= Document segment =
........

However, given the Mayo experience, it would seem that they have put a mining company in a position to sue the state. Still, what’s another couple of million? It’s only public money. Plenty more where that came from.
The public services card. All illegal. 60 million down the drain. The taoiseach, I call him the automatic taoiseach because he became an automatic taoiseach once he was elected to the Fine Gael leadership. Otherwise he has no public mandate.
Anyway, his response to the services card debacle was to suggest looking at the legislation to see could it possibly be re-jigged to make the whole thing retrospectively legal.
A lawyer however pointed out that this wouldn’t work since the taoiseach’s remit doesn’t extend to re-jigging EU legislation. The only influence he has over that is in smothering it, particularly social justice legislation.
The fact that he would even think of changing the law to retrospectively forgive the political mistakes of his own ministers should tell you all you need to know about his priorities.
Remember the children’s hospital over-run? Oh yeah… Still it was nice and thoughtful of the taoiseach to try and build a children’s hospital…It must be them builders. Must be their fault. What can you do?
Remember the 170 million to JobPath for a 7% percent success rate? No. What was that? Are those the people who don’t get up early in the morning?
Remember the people dying on trolleys and the corpses in the corridors? That was all made up. Fake news.
Remember the tax breaks for the wealthy and the property market serving the landlords as people fell onto the streets or emigrated? Yeah well, people like emigrating. Irish people always emigrated.
Remember the UN report about the kids being psychologically damaged by homelessness? Oh yeah…kind of… But wasn’t it all their own fault? Shoulda bought houses. Mustn’t have worked hard enough. Mustn’t have got up early in the morning.
You will recall that with the Maria Bailey scandal the automatic taoiseach screened the whole thing off from public view – essentially privatised the problem – and then finally emerged to assert that there was no problem, no case to answer, no illegality whatsoever, nothing to be concerned about, nothing happening here, move on now it’s time for the Summer recess.
And it worked. Everyone forgot.
Even the National Campaign for the Arts, of which I’m a grassroots member, forgot; deciding in their pre-budget submission to thank both Regina Docherty and Josepha Madigan for the tweak in welfare laws that allows grassroots artists to try for a year to turn their art into a business before being dispatched to standard employment activation procedures.
Essentially, the National Campaign for the Arts agrees with Fine Gael that the arts must survive or die by the market; except, presumably, those middle-class funded institutions that the campaign arguably truly represents, who will avail of shrinking funding by being nice and complimentary towards the ministers they rub shoulders with.
Survival in Ireland, no matter what your game is, depends entirely on being accepted at some level by the exploitative elite, represented in all their cronyism by the two major parties.
As Gene Kerrigan put it, another week another scandal and the same strategy of waiting and doing nothing until the electorate forget, as they always do.
Kerrigan said that Fine Gael had contempt for the public and wondered must Fine Gael call personally to every door in the country and punch the occupants in the face for them to get the message.
But you can hardly blame Fine Gael. They know by now, from stalling and smothering legislation; from concealing and waiting, that the best way to lead a people with Electoral Alzheimer’s is to do as little as possible policy wise, working private angles to divvy public monies to favoured clients while targeting politically inconsequential scapegoats for the sleepy public to gnaw on.
Contempt works! The public forgets everything. How could you respect them?
They get exactly what they ask for.
Eamonn Kelly is a freelance Writer and Playwright.

........

= Listed records =
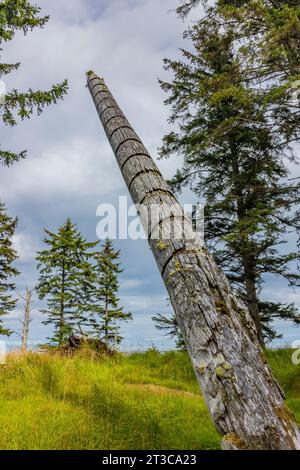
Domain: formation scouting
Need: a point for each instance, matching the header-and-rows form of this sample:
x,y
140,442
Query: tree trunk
x,y
26,320
252,299
244,400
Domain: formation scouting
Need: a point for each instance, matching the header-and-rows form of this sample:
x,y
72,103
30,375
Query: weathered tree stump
x,y
244,399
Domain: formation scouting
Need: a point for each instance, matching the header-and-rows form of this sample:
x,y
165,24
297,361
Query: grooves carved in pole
x,y
245,401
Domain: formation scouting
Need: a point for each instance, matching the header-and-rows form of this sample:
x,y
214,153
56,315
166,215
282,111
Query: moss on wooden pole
x,y
246,403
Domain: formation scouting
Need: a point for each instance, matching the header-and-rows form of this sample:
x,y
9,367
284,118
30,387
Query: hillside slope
x,y
137,401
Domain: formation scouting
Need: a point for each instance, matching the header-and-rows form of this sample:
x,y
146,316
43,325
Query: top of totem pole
x,y
91,76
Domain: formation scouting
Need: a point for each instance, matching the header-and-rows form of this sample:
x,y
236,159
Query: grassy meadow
x,y
138,401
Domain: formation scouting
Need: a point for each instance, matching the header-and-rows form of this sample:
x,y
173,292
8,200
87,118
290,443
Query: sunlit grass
x,y
138,401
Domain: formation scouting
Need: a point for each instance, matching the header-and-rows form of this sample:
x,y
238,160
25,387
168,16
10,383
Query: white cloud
x,y
24,246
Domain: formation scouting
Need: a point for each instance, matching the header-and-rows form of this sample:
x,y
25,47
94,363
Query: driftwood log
x,y
245,401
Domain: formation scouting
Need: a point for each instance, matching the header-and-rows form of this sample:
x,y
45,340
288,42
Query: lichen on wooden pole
x,y
245,401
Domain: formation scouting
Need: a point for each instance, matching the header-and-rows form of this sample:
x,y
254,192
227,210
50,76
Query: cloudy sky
x,y
70,168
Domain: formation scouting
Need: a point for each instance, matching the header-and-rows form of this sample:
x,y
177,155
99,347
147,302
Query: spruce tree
x,y
7,271
235,162
66,281
106,310
21,15
266,35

........

= Exercises =
a) Reproduce the part of the commentary starting at "As Gene Kerrigan" and ending at "to gnaw on.".
b) According to the commentary, what organization is the writer a grassroots member of?
c) Translate this sentence from the commentary into Spanish: "The fact that he would even think of changing the law to retrospectively forgive the political mistakes of his own ministers should tell you all you need to know about his priorities."

= Expected responses =
a)
As Gene Kerrigan put it, another week another scandal and the same strategy of waiting and doing nothing until the electorate forget, as they always do.
Kerrigan said that Fine Gael had contempt for the public and wondered must Fine Gael call personally to every door in the country and punch the occupants in the face for them to get the message.
But you can hardly blame Fine Gael. They know by now, from stalling and smothering legislation; from concealing and waiting, that the best way to lead a people with Electoral Alzheimer’s is to do as little as possible policy wise, working private angles to divvy public monies to favoured clients while targeting politically inconsequential scapegoats for the sleepy public to gnaw on.

b) The National Campaign for the Arts.

c) El hecho de que siquiera se le ocurra cambiar la ley para perdonar retroactivamente los errores políticos de sus propios ministros debería decirte todo lo que necesitas saber sobre sus prioridades.